• **Instructions to follow**
Copy each line exactly.

## Start Entries provided

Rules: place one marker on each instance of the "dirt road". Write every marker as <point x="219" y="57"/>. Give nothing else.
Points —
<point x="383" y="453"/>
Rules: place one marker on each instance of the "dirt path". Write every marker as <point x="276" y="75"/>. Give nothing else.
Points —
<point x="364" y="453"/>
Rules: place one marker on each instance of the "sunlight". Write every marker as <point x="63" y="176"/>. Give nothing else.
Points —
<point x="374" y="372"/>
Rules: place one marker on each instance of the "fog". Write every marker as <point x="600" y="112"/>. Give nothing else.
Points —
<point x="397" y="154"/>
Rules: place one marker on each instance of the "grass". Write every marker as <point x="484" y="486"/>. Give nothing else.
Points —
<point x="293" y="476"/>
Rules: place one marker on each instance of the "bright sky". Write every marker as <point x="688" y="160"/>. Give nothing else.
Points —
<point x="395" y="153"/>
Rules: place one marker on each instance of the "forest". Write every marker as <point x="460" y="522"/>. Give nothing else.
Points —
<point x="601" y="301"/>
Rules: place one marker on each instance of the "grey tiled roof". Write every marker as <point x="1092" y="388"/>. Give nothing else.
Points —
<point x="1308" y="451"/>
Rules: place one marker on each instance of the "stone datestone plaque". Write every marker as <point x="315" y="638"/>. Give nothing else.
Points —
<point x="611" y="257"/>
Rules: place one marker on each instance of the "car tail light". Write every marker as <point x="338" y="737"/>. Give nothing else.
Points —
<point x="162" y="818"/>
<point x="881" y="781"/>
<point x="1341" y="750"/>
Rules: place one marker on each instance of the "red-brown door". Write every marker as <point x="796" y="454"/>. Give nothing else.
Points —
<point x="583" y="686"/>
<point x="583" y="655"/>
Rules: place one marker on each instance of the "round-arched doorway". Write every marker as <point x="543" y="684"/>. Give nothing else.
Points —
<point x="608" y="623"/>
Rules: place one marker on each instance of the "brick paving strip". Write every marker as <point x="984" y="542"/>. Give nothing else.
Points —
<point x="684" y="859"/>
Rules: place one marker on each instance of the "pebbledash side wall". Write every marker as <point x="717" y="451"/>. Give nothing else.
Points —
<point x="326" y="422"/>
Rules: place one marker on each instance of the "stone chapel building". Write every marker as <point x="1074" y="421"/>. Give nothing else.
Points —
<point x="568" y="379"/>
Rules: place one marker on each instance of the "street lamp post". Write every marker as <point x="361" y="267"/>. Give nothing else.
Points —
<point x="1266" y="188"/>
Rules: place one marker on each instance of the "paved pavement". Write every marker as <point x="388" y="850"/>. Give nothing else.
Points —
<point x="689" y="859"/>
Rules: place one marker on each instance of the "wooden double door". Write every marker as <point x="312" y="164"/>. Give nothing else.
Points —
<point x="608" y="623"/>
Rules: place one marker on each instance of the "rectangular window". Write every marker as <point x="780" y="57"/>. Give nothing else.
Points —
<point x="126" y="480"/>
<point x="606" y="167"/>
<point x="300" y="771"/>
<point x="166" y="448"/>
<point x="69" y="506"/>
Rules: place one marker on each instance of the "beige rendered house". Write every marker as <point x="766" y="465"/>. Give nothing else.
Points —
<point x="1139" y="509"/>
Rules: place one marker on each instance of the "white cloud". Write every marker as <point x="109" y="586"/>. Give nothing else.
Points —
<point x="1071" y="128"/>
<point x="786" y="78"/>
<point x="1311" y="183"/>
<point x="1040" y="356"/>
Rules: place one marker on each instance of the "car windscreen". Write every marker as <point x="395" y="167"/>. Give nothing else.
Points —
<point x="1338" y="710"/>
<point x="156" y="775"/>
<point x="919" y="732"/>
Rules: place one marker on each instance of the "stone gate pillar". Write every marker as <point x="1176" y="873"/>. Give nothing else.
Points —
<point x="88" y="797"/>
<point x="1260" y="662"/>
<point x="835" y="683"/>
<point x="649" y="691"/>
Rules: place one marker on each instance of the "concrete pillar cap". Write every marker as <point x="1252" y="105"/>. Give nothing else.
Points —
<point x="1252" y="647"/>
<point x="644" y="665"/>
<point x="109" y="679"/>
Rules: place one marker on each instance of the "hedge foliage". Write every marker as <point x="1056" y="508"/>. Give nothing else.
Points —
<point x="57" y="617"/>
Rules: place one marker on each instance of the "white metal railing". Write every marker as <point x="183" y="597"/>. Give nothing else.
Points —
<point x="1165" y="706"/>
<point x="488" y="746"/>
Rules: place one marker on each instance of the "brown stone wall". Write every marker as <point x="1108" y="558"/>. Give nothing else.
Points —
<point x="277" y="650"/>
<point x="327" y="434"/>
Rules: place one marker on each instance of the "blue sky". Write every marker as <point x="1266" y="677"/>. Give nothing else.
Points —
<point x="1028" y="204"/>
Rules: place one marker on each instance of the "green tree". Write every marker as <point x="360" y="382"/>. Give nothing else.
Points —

## End Entries provided

• **Answer**
Rules: place one marker on each instance of the "dirt road". Write every marker as <point x="219" y="57"/>. Give nothing else.
Points —
<point x="383" y="453"/>
Rules: place one marker on each instance of the "dirt path". Write every marker as <point x="276" y="75"/>. Give nothing else.
Points —
<point x="364" y="453"/>
Rules: place one marker on each instance of the "sunlight". Write every marker as <point x="63" y="176"/>. Give nothing else.
Points —
<point x="374" y="372"/>
Rules: place one marker on each instance of the "fog". Write every marker as <point x="600" y="112"/>. Give nothing else.
Points —
<point x="397" y="154"/>
Rules: place one marker on each instance of the "grass". Write every marker as <point x="484" y="486"/>. Give nothing else.
Points —
<point x="293" y="476"/>
Rules: place one marker on each instance of the "bright sky". Write every marker as <point x="688" y="160"/>. Give nothing else.
Points —
<point x="395" y="153"/>
Rules: place one marker on each instance of the "forest". Write every marker as <point x="460" y="522"/>. Give nothing else.
Points —
<point x="601" y="301"/>
Rules: place one marker on each instance of the "grey tiled roof". Write every marker as <point x="1092" y="388"/>. Give nothing else.
Points —
<point x="1308" y="451"/>
Rules: place one marker on each instance of the "stone datestone plaque". Write every marker as <point x="315" y="638"/>. Give nothing else.
Points —
<point x="611" y="257"/>
Rules: place one marker on each instance of the "car tail light". Write every marker as <point x="338" y="737"/>. Give nothing else.
Points —
<point x="162" y="818"/>
<point x="881" y="781"/>
<point x="1341" y="750"/>
Rules: place one marker on each instance of the "red-brown door". Write every marker as <point x="796" y="454"/>. Give nothing else.
Points —
<point x="583" y="686"/>
<point x="583" y="655"/>
Rules: place one marker on each instance of the "round-arched doorway". Write every marker as <point x="543" y="684"/>. Give nothing else.
Points —
<point x="608" y="623"/>
Rules: place one marker on each instance of the "brick paving strip". Write every marker as <point x="984" y="542"/>. Give nothing else.
Points —
<point x="684" y="859"/>
Rules: place one marker on each instance of the "pebbledash side wall". Write every marker as <point x="717" y="451"/>. Give nothing else.
Points —
<point x="326" y="422"/>
Rules: place one marker on each instance of the "stone chapel building". Write every marker as <point x="1074" y="421"/>. Give nothing else.
Points —
<point x="568" y="379"/>
Rules: place one marker on each instance of the "street lamp post". Write every marker as <point x="361" y="267"/>. Give nothing else.
Points —
<point x="1266" y="188"/>
Rules: place one marker on each instance of the "paved pavement". Write every marker as <point x="388" y="850"/>. Give nothing else.
Points —
<point x="689" y="859"/>
Rules: place one marker on each instance of the "wooden double door". Write every marker as <point x="312" y="164"/>. Give nothing else.
Points —
<point x="608" y="623"/>
Rules: place one marker on each instance of the "rectangular window". Write every marker as <point x="780" y="57"/>. Give nothing else.
Points —
<point x="126" y="480"/>
<point x="606" y="167"/>
<point x="300" y="771"/>
<point x="166" y="448"/>
<point x="69" y="506"/>
Rules: place one marker on each instance of the "beige rendered house". Write every marker as <point x="766" y="465"/>. Give nothing else.
Points —
<point x="1139" y="509"/>
Rules: place one marker on each instance of the "white cloud". Write every marker as <point x="109" y="586"/>. Give nothing else.
Points —
<point x="1071" y="128"/>
<point x="786" y="78"/>
<point x="1311" y="183"/>
<point x="1040" y="356"/>
Rules: place one marker on each instance of the "car windscreen". Write every marker as <point x="395" y="167"/>. Give nothing else.
Points —
<point x="1338" y="710"/>
<point x="156" y="775"/>
<point x="919" y="732"/>
Rules: place one marker on each instance of the "stone gate pillar". Write every marker as <point x="1176" y="873"/>. Give nothing else.
Points —
<point x="88" y="797"/>
<point x="1260" y="662"/>
<point x="835" y="683"/>
<point x="649" y="691"/>
Rules: place one marker on each instance of the "concrete pillar cap". Write every marker as <point x="1252" y="105"/>. Give nothing else.
Points —
<point x="1252" y="647"/>
<point x="644" y="665"/>
<point x="109" y="679"/>
Rules: place one marker on each instance of the "hedge foliage". Write every marker as <point x="1056" y="508"/>. Give nothing else.
Points —
<point x="57" y="617"/>
Rules: place one marker on each instance of the "white metal railing". Write every marker as <point x="183" y="597"/>. Give nothing else.
Points —
<point x="1165" y="706"/>
<point x="488" y="746"/>
Rules: place one marker on each instance of the "brown stone wall". Write every marker as <point x="1108" y="558"/>. Give nothing else.
Points —
<point x="277" y="650"/>
<point x="327" y="434"/>
Rules: place one marker on each instance of the "blue sky". Write every marker as <point x="1266" y="677"/>. Give nothing else.
Points —
<point x="1028" y="204"/>
Rules: place one marker on each instance of the "green tree". Write every marker as <point x="360" y="382"/>. Give nothing else.
Points —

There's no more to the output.